Your goal:
Please rewrite the lines below as a numbered list, skipping any blank lines and omitting the pictures.

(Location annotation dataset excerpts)
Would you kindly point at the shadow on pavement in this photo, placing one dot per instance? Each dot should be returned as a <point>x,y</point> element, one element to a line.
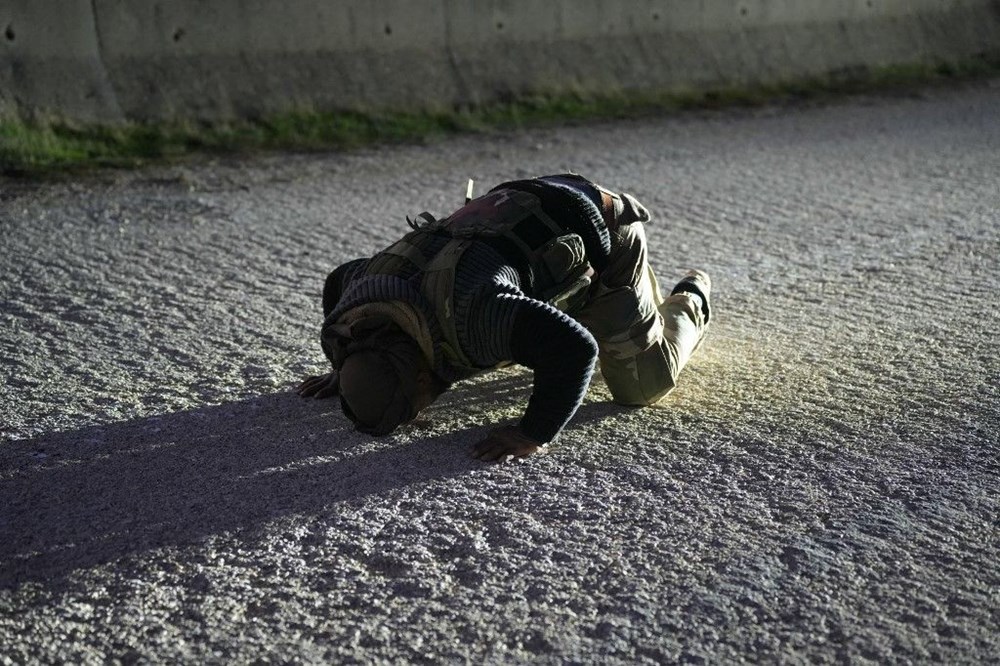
<point>76,499</point>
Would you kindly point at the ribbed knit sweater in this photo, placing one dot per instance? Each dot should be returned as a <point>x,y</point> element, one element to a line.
<point>496,322</point>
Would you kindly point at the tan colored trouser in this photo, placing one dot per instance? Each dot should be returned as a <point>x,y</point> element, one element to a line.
<point>644,339</point>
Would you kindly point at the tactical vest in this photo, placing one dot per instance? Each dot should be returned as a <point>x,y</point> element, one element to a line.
<point>552,262</point>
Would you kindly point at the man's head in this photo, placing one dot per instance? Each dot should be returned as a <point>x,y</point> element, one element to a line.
<point>386,381</point>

The completed task:
1. Would you kindly point at the shadow on pavement in this photo, placing one dot per instance? Each dot should be returned as a <point>x,y</point> element, one element to a line.
2. <point>76,499</point>
3. Would you kindly point at the ribbed knit sweater in this photo, placing one dot per instance? Each dot should be returned as a <point>x,y</point> element, one element to a line.
4. <point>496,322</point>
5. Would you kindly point at the tan colored trouser in this photo, placing one dot per instance? Each dot should be returned as a <point>x,y</point> element, one element to a line.
6. <point>644,339</point>
7. Would you kindly point at the tactical vest in this photo, placing one dot per instance? Each dot should be returned as a <point>x,y</point> element, one element to a line.
8. <point>552,262</point>
9. Would you kindly point at the man's head in this photo, placing one dot per instance? Each dot should be returned as a <point>x,y</point> element, one element to a line.
10. <point>386,381</point>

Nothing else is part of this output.